**SHORT PROBLEM:** Return every one of the following lines word for word, in the same order.

**MATERIAL SHOWN:**
[start]
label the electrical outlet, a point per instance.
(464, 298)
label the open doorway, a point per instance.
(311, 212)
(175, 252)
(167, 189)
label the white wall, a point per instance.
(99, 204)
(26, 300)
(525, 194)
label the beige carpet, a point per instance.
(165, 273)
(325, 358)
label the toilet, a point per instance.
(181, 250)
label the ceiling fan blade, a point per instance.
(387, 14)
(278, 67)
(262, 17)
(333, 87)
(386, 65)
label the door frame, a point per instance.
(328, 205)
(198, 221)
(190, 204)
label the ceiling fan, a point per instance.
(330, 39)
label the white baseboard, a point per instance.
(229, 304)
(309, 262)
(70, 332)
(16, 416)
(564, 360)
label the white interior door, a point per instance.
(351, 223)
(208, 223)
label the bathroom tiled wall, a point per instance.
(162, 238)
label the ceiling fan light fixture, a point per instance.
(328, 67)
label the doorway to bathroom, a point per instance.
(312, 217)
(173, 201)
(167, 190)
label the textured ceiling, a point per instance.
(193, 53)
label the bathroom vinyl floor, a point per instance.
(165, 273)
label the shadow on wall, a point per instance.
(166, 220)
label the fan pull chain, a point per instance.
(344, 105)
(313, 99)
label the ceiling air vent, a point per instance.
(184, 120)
[end]
**RESPONSE:**
label the electrical outlet, a point per instance.
(464, 298)
label the open doorway, a point per instance.
(311, 212)
(175, 252)
(167, 189)
label the white wall, a point per instance.
(99, 204)
(26, 300)
(525, 194)
label the beige carpet, a point per instance.
(165, 273)
(325, 358)
label the toilet, a point per instance.
(181, 250)
label the ceiling fan blade, a point per instance.
(387, 14)
(278, 67)
(262, 17)
(333, 87)
(386, 65)
label the door frame, a point per instance.
(328, 205)
(198, 221)
(190, 204)
label the ceiling fan, a point per instance.
(330, 39)
label the white baseboard, a point per instance.
(229, 304)
(309, 262)
(70, 332)
(16, 416)
(564, 360)
label the white interior door, a point per instance.
(351, 223)
(208, 223)
label the bathroom tiled wall, a point per instance.
(162, 238)
label the ceiling fan light fixture, a point per instance.
(328, 67)
label the doorway to bathroom, a point per instance.
(312, 217)
(173, 201)
(167, 190)
label the textured ceiling, a point per instance.
(193, 53)
label the bathroom vinyl floor, a point per instance.
(165, 273)
label the shadow on wall, a point per instance.
(166, 220)
label the fan pull chain, a point per instance.
(344, 105)
(313, 99)
label the ceiling air vent, a point per instance.
(184, 120)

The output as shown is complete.